What is required: All lines from the one with "Target: drummer" to the end of the listing below are to be transcribed exactly; both end lines are included, and no other lines are.
── Material for this task ──
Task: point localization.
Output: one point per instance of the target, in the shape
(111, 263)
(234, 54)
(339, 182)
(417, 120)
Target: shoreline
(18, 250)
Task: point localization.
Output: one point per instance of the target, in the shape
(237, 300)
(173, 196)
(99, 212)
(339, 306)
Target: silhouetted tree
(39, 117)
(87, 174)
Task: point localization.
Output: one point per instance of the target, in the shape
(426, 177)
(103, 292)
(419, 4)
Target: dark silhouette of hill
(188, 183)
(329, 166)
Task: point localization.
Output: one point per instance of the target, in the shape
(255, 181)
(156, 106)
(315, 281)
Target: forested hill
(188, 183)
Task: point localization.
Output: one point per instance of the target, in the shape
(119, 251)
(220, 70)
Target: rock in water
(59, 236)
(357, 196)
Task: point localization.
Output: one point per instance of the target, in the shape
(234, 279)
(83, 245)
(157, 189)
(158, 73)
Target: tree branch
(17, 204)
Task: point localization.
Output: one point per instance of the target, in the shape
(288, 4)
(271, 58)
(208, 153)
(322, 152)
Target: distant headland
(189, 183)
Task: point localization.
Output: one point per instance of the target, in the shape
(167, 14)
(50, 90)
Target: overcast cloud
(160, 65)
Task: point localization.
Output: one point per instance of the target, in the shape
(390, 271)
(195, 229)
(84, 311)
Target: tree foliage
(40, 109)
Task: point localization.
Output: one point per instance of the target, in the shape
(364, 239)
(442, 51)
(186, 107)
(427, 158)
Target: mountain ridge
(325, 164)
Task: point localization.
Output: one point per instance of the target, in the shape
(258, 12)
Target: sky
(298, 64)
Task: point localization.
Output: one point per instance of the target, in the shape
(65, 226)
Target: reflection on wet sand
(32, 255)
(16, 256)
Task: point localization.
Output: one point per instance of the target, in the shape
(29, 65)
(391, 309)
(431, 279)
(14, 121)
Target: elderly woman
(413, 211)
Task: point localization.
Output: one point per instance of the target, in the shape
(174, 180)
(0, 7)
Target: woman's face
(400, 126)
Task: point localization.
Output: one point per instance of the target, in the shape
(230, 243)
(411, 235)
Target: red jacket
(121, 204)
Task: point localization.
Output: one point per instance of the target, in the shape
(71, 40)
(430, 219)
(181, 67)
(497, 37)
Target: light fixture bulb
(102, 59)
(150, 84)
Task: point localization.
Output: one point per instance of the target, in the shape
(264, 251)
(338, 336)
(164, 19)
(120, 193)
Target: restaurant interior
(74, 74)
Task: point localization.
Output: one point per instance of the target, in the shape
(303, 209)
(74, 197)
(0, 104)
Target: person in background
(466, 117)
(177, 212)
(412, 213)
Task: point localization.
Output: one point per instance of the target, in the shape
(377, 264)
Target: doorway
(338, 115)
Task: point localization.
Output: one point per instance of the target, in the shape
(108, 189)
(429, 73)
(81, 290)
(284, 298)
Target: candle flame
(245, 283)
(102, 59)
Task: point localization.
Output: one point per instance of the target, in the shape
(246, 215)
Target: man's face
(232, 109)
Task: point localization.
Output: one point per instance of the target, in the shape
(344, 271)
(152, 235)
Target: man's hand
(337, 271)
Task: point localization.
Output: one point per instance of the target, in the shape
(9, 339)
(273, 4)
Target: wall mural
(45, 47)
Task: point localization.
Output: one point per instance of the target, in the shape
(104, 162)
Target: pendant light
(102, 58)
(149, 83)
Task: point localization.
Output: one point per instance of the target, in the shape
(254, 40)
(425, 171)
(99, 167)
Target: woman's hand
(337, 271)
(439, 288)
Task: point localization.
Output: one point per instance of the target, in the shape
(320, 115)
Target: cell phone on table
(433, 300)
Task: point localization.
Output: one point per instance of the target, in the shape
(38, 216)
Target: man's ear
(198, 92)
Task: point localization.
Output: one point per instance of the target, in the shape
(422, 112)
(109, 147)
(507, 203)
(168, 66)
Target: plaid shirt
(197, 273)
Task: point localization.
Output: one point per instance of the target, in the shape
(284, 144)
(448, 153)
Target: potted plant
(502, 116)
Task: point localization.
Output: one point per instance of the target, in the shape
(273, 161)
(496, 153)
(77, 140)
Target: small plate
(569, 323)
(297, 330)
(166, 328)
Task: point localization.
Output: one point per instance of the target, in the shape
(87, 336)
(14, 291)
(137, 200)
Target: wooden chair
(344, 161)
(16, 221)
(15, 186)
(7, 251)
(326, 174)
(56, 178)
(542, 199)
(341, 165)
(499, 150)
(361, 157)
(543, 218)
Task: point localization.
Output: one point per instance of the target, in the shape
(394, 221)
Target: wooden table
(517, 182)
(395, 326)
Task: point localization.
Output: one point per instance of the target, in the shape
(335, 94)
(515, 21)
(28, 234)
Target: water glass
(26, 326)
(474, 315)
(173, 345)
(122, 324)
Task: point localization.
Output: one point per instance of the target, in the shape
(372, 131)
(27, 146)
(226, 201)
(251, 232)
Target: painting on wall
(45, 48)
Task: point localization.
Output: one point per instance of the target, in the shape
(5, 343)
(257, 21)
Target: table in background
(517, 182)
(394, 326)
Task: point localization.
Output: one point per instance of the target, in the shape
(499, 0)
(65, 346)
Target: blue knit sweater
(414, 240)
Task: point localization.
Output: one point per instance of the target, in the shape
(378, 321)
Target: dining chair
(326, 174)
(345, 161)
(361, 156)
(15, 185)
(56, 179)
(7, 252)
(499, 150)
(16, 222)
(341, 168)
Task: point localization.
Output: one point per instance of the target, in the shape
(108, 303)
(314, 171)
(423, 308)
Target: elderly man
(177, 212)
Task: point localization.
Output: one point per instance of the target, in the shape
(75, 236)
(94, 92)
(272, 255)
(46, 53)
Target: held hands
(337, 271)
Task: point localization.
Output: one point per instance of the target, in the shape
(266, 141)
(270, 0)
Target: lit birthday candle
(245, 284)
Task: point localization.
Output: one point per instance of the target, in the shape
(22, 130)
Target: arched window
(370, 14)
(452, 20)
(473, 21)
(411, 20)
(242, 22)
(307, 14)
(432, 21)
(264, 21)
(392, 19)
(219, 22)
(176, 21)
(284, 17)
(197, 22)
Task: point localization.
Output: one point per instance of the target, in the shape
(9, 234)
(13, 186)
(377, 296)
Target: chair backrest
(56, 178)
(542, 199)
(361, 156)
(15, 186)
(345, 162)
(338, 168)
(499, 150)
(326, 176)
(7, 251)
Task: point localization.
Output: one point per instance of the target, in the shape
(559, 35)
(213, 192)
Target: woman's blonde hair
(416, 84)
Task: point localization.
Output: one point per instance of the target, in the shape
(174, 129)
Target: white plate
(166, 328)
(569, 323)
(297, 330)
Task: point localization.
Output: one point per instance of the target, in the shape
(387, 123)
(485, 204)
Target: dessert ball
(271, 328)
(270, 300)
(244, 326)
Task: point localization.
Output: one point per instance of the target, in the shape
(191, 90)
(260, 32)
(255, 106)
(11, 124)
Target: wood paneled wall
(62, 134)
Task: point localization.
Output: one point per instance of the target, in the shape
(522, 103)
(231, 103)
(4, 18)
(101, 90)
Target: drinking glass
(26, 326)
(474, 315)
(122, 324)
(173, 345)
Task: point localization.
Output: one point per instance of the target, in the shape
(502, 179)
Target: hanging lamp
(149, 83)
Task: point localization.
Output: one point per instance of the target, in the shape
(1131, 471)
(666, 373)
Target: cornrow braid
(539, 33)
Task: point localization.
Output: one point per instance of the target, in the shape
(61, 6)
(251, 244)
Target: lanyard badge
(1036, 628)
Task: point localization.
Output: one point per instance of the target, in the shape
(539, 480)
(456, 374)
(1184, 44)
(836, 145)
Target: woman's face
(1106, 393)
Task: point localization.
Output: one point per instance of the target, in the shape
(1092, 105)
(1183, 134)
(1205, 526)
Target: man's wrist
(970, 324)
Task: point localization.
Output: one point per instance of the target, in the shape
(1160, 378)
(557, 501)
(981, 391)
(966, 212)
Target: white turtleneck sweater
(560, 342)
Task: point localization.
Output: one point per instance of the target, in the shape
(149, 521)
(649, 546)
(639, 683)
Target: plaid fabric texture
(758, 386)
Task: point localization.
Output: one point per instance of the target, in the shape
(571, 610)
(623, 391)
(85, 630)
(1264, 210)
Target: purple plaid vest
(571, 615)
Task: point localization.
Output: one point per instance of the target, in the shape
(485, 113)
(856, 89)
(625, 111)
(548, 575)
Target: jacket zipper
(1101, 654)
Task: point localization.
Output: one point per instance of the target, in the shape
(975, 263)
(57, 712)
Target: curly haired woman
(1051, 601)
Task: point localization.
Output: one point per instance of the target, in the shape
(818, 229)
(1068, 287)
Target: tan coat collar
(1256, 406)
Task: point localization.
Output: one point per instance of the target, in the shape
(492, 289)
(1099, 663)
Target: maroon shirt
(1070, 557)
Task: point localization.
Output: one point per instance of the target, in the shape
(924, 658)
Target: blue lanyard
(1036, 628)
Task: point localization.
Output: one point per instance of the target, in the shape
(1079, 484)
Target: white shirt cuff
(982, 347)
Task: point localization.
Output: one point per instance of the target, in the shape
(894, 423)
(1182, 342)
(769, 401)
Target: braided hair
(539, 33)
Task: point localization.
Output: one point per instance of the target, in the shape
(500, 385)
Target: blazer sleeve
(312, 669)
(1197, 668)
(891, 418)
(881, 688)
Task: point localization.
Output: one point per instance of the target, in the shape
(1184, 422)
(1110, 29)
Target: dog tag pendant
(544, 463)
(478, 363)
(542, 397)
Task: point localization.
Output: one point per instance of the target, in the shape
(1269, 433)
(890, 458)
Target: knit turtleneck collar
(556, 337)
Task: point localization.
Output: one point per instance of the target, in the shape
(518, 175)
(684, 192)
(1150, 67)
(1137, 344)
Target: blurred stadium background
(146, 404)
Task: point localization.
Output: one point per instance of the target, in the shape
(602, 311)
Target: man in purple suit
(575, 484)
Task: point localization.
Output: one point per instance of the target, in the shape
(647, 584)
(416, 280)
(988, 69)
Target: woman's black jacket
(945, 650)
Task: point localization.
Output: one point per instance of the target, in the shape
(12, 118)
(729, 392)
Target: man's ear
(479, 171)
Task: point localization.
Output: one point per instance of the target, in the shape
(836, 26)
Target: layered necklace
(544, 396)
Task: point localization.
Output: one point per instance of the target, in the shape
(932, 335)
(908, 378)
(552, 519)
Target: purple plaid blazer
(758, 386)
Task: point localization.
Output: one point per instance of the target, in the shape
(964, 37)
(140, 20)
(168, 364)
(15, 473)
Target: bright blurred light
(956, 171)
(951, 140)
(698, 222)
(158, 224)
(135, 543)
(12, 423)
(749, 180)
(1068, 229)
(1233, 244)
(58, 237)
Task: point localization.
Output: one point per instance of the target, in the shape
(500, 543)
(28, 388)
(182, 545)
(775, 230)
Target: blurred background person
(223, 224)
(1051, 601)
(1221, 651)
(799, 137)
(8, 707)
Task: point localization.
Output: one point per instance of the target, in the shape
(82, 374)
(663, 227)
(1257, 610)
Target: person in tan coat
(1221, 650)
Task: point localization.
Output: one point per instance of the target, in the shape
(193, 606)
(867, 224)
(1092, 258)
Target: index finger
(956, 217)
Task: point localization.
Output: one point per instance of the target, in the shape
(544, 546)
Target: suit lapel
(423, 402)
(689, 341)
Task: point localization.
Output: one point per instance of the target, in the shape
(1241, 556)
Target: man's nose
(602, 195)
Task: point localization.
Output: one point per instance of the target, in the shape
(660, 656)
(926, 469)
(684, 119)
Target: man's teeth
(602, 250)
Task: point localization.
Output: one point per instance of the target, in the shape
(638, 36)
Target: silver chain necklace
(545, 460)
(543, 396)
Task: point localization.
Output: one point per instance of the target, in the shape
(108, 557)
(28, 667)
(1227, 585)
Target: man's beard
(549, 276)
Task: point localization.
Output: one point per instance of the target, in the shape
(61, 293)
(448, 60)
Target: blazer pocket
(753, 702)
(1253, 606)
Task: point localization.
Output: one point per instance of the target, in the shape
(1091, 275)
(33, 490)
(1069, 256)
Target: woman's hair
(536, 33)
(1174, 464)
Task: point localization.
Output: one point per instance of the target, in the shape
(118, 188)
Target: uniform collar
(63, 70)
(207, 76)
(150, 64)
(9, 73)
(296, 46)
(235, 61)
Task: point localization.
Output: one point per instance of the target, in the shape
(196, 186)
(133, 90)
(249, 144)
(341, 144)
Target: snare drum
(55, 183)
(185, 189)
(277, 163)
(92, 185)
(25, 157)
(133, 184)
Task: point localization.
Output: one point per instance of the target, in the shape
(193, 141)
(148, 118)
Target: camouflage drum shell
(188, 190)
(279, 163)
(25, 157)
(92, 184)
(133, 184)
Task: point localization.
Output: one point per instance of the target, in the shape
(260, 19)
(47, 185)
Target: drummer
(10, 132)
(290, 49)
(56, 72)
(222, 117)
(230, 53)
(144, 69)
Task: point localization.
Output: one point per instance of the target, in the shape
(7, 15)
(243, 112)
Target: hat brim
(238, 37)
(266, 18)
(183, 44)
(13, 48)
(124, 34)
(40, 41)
───
Solution:
Target: drummer
(10, 132)
(290, 49)
(56, 72)
(222, 117)
(230, 53)
(144, 69)
Task: point localization.
Output: one point per instance of the target, in the shape
(7, 15)
(243, 112)
Target: hat brim
(238, 37)
(266, 18)
(183, 44)
(13, 48)
(124, 34)
(40, 41)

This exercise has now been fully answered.